Page text
□ □ □

Every data warehouse, every database, every analytics platform is built from the same four components: storage, a table format, a catalog, and a query engine. Traditional systems bundle all four into a single proprietary product. You get convenience, but you also get lock-in, data silos, and a compounding infrastructure bill.
The data lakehouse takes a different approach. It deconstructs these components into modular, interchangeable layers, each built on open-source standards. This post walks through the Apache Software Foundation projects that form the core of the open lakehouse stack, what each one does, and how Dremio integrates them into a production-ready platform with built-in AI capabilities.
The Four Components Every Data System Needs
Whether you're running Oracle, Snowflake, or a Postgres instance on your laptop, four layers are always present:
Component
What It Does
Storage
Where data physically lives: disk, SSD, object storage
Table Format
How data is organized into tables with schemas, partitions, and transaction guarantees
Catalog
The registry that tracks what tables exist, where they are, and who can access them
Query Engine
The software that reads data, optimizes query plans, and returns results
In a traditional data warehouse, these four components are welded together. The storage format is proprietary. The catalog is internal. The engine only works with its own data. You buy the whole stack from one vendor, and your data lives inside their system.

□ □ □

Saved data entries

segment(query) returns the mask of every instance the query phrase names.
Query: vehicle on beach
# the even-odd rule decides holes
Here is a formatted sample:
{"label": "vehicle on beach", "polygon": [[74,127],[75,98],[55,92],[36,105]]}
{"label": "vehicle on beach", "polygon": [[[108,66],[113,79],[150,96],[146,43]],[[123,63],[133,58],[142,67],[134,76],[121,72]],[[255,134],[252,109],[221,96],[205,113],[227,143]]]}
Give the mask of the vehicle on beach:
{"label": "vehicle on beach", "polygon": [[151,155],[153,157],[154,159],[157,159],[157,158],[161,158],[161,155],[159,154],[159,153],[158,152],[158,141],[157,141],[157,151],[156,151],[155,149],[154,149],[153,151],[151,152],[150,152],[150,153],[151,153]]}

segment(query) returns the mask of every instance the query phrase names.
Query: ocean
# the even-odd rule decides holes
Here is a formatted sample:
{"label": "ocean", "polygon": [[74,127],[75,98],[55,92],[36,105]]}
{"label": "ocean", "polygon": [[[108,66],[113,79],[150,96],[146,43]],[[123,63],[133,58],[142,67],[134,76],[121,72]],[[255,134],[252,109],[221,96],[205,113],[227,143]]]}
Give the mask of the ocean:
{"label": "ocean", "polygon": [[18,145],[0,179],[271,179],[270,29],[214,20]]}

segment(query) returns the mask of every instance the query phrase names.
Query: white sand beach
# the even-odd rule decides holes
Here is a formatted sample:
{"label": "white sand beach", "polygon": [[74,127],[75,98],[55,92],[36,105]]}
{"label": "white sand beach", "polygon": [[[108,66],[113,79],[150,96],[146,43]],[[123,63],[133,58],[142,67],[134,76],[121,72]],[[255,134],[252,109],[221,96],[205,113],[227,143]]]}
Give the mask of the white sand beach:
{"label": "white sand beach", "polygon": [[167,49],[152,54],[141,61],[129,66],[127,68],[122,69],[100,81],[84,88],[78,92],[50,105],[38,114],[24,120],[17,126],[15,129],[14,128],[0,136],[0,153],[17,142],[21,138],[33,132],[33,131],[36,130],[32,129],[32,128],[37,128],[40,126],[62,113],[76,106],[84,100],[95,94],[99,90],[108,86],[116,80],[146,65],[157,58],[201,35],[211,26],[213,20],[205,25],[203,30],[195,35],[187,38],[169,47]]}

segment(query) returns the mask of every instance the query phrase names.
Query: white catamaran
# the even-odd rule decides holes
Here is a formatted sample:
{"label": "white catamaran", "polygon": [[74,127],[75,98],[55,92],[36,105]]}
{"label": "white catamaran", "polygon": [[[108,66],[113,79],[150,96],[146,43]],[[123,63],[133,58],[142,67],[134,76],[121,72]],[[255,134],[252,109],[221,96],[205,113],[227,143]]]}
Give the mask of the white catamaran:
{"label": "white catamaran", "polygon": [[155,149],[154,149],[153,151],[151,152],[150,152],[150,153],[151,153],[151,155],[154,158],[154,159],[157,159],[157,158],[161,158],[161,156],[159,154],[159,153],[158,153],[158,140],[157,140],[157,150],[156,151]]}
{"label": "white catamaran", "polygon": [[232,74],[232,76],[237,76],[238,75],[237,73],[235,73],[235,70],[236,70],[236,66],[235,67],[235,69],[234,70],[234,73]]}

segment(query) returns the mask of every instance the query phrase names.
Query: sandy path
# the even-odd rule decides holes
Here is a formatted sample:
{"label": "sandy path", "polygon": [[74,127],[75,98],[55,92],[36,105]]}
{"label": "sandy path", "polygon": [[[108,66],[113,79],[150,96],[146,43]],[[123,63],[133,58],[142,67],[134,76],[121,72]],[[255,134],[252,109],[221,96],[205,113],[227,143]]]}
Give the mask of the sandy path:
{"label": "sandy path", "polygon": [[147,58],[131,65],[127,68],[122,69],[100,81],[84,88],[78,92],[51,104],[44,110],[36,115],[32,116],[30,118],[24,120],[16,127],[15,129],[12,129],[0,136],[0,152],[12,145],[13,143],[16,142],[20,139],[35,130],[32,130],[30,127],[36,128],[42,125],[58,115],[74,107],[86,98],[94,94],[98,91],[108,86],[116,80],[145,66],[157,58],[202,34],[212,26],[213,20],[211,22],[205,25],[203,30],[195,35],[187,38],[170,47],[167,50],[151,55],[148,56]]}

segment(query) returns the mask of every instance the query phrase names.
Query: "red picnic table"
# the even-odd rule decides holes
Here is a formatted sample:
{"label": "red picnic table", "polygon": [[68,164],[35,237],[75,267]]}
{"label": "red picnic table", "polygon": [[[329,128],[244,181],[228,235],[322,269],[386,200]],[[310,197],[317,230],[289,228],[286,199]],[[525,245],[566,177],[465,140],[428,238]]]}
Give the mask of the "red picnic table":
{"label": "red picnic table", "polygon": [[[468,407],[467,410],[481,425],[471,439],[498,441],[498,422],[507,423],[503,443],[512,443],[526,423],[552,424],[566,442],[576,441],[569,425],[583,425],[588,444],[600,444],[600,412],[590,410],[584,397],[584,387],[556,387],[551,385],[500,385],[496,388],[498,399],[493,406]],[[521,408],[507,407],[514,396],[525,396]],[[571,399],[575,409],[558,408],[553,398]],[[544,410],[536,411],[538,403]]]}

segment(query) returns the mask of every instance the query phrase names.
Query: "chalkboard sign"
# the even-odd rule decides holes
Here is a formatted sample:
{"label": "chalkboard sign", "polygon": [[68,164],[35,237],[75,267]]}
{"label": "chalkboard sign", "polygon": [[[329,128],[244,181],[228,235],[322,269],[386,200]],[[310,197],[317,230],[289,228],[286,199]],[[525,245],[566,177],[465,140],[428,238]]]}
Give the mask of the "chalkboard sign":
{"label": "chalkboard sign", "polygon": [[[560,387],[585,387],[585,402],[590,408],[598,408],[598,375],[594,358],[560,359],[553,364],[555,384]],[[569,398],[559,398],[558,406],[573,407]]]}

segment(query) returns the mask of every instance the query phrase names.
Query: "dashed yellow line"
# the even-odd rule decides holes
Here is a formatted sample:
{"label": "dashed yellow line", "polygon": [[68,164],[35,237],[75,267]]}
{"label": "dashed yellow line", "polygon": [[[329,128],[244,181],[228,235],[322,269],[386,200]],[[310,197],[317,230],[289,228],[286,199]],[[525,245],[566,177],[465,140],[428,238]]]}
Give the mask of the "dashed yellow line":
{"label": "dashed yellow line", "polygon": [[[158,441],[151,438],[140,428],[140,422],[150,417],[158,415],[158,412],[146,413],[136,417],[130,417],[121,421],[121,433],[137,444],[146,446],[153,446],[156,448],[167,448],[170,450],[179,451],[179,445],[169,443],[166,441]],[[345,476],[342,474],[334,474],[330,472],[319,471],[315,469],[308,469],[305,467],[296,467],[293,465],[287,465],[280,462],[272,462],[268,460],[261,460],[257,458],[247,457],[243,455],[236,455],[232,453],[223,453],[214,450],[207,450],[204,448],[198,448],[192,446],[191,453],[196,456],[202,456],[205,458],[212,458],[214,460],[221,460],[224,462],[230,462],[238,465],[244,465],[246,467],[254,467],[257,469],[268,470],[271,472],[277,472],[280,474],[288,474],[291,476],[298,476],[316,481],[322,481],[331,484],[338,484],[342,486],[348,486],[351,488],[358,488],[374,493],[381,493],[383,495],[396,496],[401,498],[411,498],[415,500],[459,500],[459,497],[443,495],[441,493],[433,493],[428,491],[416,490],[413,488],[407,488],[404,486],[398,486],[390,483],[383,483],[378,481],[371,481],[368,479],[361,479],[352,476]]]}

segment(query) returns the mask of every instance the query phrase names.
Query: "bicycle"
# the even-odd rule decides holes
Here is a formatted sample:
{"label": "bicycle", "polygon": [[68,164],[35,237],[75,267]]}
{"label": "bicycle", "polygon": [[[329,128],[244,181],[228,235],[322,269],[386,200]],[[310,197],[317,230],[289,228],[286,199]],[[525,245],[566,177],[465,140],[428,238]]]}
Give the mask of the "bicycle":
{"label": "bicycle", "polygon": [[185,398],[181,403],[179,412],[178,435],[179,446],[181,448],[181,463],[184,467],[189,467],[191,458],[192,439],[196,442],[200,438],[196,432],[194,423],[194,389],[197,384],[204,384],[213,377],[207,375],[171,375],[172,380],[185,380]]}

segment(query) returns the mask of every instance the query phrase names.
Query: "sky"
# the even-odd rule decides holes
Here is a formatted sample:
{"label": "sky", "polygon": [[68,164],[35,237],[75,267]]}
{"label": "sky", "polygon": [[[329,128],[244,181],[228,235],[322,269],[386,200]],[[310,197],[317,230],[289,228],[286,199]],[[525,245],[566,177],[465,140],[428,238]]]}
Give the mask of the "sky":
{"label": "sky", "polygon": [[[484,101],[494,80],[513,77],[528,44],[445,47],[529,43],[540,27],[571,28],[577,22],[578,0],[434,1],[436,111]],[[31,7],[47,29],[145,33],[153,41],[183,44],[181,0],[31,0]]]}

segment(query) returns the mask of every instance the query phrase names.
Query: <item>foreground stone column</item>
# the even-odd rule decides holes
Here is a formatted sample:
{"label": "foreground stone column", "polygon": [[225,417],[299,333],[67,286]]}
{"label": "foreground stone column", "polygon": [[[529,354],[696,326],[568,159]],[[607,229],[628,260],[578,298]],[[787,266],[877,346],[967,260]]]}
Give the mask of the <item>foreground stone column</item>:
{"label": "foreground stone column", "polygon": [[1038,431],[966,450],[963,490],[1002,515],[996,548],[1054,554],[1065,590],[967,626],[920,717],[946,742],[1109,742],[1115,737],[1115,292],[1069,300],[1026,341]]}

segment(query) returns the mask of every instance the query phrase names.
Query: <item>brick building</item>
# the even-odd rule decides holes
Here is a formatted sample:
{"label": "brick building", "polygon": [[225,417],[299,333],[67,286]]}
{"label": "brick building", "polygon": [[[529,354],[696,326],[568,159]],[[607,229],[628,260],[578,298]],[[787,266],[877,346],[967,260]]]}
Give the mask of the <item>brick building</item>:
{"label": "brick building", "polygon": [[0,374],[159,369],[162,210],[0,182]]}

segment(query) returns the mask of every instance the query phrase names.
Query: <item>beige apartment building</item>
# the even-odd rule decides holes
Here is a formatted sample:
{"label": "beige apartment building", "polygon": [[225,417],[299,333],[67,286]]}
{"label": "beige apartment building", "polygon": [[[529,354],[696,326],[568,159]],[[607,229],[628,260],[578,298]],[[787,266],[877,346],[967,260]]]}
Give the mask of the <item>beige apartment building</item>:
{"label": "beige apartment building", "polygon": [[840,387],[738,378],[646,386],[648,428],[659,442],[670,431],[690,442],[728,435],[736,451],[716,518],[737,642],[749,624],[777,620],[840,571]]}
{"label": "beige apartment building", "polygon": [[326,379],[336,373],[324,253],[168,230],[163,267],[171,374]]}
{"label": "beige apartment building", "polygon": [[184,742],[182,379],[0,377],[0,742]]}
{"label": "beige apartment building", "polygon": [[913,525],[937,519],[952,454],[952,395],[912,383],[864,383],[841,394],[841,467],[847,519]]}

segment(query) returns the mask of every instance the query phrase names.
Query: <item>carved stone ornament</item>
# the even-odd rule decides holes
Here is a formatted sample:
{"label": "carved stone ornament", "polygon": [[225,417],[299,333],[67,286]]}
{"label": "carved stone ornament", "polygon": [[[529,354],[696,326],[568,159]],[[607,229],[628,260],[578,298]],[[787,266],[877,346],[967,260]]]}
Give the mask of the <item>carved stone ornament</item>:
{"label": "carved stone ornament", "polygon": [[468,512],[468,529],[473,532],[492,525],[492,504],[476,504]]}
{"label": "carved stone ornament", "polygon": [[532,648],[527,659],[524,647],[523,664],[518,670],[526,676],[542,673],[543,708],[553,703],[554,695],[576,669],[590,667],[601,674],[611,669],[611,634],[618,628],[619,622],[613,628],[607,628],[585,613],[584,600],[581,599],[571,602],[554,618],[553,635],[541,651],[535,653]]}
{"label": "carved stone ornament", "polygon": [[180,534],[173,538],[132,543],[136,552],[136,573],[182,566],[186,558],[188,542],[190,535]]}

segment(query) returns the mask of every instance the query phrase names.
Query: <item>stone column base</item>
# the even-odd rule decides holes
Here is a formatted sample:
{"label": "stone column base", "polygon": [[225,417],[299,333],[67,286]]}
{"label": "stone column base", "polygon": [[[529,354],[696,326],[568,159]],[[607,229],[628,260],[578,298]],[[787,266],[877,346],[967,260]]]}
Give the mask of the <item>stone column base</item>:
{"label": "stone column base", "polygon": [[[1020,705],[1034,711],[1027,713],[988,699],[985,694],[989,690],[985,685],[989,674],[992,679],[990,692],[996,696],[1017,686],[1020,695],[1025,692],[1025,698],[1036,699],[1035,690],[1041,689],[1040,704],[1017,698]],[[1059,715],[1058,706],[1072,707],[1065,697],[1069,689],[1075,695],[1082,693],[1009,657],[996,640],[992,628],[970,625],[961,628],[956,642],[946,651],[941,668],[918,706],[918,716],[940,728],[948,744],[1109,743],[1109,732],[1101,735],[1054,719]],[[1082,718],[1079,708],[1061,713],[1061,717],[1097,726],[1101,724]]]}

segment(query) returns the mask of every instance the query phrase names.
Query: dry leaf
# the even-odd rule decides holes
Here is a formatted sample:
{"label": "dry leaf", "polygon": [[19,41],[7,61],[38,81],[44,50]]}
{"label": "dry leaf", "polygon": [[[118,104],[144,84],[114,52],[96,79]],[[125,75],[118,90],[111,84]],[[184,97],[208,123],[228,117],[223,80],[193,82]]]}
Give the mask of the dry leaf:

□ □ □

Work to be completed
Write out the part of the lakehouse article starting with "Every data warehouse, every" and going on through "built-in AI capabilities.". The rows come from a different source than the lakehouse article.

Result of the task
Every data warehouse, every database, every analytics platform is built from the same four components: storage, a table format, a catalog, and a query engine. Traditional systems bundle all four into a single proprietary product. You get convenience, but you also get lock-in, data silos, and a compounding infrastructure bill.
The data lakehouse takes a different approach. It deconstructs these components into modular, interchangeable layers, each built on open-source standards. This post walks through the Apache Software Foundation projects that form the core of the open lakehouse stack, what each one does, and how Dremio integrates them into a production-ready platform with built-in AI capabilities.